++++ ARTICLE

Ces prestations sociales sont comptabilisées en amont du champ de la redistribution retenu dans le modèle Ines, elles sont considérées comme des revenus primaires, avant redistribution.
En conséquence, les prélèvements affectés au financement de ces prestations ne sont pas non plus inclus dans le bilan redistributif, même si ces prélèvements ne pèsent de fait pas uniformément sur tous les revenus et ne sont donc pas neutres en matière de redistribution.
Les pensions de retraite, les allocations chômage et les indemnités journalières de sécurité sociale ne sont pas simulées dans le modèle Ines et sont ainsi considérées comme des revenus primaires avant redistribution.
12.3 Les transferts en nature
Les ménages bénéficient en outre d’un certain nombre de services rendus par les administrations publiques (les transferts en nature et les dépenses collectives) qui contribuent à l’amélioration « indirecte » de leur niveau de vie. Ce sont des services fournis gratuitement ou à un prix très inférieur à celui du marché aux personnes. Ils contribuent à modifier les inégalités de richesse en évitant aux personnes d’acheter le service au prix du marché. Les administrations publiques fournissent de nombreux services, qu’ils soient collectifs (justice, sécurité) ou individualisables : les deux principaux services en nature individualisables sont l’éducation et la santé.
Pour plus de détails, voir notamment l’espace des comptes nationaux augmentés de l’Insee.
12.4 Lien entre fiscalité et redistribution : la notion de progressivité
Un impôt est dit progressif si son taux “augmente par tranche au fur et à mesure que la valeur de la base d’imposition augmente” (source : vie-publique). Un impôt peut également être proportionnel si son taux “reste le même quelle que soit la valeur de la base d’imposition”. Enfin, bien que ces deux caractéristiques soient exclusives, un impôt peut n’être ni progressif, ni proportionnel.
La progressivité d’un impôt n’assure pas en soi une forte redistributivité. Ainsi, la progressivité est une condition nécessaire, mais non suffisante, de la redistribution. L’évolution de la progressivité de l’ensemble des prélèvements dépend à la fois de l’évolution de leur poids en termes de masse financière rapportée au PIB, mais aussi de l’évolution de la progressivité de chacun d’eux.

++++++++
++++ LIGNES DE DONNÉES

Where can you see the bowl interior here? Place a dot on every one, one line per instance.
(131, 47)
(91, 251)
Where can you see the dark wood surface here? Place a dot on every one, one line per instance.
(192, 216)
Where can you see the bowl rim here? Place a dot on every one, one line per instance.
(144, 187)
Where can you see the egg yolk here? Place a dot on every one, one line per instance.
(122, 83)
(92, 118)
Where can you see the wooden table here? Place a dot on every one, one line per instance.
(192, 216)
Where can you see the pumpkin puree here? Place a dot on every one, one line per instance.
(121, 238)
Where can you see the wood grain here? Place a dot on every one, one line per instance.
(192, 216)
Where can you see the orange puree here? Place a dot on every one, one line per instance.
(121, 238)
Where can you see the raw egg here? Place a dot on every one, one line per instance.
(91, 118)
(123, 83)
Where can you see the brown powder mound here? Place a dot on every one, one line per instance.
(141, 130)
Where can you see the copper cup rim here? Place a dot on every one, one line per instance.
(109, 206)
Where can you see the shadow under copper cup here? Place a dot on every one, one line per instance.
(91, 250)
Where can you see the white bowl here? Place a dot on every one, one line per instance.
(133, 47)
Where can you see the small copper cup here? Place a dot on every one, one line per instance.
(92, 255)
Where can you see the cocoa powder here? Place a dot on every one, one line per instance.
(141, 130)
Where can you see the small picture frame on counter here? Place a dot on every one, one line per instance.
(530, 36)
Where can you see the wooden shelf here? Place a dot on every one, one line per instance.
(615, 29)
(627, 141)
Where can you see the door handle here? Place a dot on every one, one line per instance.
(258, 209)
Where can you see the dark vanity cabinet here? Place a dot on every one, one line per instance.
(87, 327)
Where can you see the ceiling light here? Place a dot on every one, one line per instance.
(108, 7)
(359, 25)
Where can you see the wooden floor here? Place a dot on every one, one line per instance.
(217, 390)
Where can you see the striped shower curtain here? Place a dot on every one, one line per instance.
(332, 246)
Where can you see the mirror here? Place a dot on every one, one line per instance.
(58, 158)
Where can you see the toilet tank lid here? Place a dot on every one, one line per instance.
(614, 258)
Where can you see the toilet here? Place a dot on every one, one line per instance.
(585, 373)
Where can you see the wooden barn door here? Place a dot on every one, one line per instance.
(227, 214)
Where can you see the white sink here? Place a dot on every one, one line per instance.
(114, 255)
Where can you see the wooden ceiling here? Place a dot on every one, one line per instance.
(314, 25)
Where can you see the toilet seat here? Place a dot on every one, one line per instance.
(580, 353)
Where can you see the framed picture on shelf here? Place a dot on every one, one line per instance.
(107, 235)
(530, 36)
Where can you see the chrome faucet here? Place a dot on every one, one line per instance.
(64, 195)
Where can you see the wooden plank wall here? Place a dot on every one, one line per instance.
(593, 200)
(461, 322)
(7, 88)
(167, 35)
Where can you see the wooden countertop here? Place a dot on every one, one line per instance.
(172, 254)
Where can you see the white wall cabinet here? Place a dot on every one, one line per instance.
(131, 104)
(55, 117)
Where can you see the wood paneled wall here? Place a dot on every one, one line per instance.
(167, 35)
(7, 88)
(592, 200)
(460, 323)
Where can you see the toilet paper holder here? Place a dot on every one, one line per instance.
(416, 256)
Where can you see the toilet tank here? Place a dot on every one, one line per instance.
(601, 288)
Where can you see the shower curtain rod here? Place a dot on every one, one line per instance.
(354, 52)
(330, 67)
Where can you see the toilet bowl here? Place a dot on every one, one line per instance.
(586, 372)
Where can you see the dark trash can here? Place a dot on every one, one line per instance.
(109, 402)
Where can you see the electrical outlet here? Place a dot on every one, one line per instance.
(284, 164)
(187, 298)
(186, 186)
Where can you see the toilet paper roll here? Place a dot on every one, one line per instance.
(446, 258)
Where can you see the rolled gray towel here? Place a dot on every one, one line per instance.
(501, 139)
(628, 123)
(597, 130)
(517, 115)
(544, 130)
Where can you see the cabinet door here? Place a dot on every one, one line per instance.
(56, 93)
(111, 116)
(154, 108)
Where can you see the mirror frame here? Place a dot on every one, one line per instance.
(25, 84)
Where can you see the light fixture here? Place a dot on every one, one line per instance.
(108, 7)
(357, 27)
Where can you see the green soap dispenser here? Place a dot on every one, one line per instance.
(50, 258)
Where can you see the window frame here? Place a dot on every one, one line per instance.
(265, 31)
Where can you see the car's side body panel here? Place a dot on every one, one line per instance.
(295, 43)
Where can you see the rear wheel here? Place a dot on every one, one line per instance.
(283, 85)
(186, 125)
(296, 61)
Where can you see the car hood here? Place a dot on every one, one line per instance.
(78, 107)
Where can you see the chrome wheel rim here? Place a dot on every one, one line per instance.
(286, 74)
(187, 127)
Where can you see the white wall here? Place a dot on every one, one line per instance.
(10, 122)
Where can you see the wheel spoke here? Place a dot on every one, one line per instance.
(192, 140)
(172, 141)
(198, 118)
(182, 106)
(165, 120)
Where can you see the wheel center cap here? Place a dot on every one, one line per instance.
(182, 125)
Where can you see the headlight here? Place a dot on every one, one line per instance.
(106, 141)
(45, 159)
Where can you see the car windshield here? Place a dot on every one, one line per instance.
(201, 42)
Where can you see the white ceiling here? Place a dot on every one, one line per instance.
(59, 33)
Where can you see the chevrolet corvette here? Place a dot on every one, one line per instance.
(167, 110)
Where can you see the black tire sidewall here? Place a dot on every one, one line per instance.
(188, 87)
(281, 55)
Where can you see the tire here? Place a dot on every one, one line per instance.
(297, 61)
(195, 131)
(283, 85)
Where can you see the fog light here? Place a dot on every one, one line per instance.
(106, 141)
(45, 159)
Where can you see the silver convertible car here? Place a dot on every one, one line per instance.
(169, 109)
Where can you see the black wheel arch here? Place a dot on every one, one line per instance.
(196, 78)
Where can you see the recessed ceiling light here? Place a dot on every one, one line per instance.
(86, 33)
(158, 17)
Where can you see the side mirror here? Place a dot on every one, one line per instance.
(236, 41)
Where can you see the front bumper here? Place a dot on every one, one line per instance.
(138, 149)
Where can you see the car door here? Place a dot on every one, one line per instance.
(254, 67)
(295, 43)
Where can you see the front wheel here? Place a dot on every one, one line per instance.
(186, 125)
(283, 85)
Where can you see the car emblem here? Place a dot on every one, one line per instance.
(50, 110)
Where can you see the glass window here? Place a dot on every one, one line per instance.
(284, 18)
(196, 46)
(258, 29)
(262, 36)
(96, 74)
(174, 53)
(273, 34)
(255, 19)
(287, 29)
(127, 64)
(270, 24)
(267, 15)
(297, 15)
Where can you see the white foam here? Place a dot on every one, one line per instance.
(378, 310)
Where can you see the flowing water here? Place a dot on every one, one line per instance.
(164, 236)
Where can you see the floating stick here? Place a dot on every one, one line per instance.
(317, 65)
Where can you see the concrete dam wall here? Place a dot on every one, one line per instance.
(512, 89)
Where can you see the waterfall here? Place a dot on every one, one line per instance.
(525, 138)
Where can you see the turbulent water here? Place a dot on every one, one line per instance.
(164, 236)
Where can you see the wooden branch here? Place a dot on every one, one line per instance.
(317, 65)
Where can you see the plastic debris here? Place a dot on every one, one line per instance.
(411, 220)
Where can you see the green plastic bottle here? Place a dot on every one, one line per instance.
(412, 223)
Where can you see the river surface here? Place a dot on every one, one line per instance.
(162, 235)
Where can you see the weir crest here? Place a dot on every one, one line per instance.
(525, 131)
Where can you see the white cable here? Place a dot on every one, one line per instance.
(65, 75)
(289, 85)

++++++++

§ LISTE DES TÂCHES
[A] Repérez chaque ligne des données collectées qui contient la chaîne « small » et recopiez-la, en respectant la distinction entre majuscules et minuscules.
[B] Reprenez l'article sur la redistribution et la progressivité de l'impôt là où il s'interrompt.
L'article et les lignes de données proviennent de sources distinctes.

§ RÉPONSES PAR TÂCHE
[A]
Where can you see the small copper cup here? Place a dot on every one, one line per instance.
Where can you see the small picture frame on counter here? Place a dot on every one, one line per instance.

[B]
En outre, la redistributivité d’un système sociofiscal s’apprécie autant par les prestations sociales que par les prélèvements obligatoires.
Le barème d’une prestation ou d’un impôt ne saurait être l’unique critère d’appréciation de sa redistributivité, qui est également très dépendante de la distribution des revenus à laquelle ils s’appliquent et des montants en jeu. Un impôt dont le barème est très progressif peut avoir des propriétés redistributives limitées. C’est le cas, par exemple, si le barème est proportionnel dans la majeure partie de la distribution des revenus puis très progressif à partir d’un certain niveau de revenu qui ne concernerait qu’une très faible part de la population. De même, un impôt très progressif mais d’importance financière faible n’aura que peu d’effets redistributifs.
12.5 La taxation indirecte
Les ménages acquittent par ailleurs des impôts indirects sur leurs dépenses de consommation (TVA et TIPP par exemple) et d’investissement (taxes sur les transactions immobilières ou les gros travaux par exemple) non simulés dans le tronc standard du modèle Ines. Un module a été développé ad hoc afin de simuler la taxation indirecte prélevée sur la consommation, module de taxation indirecte.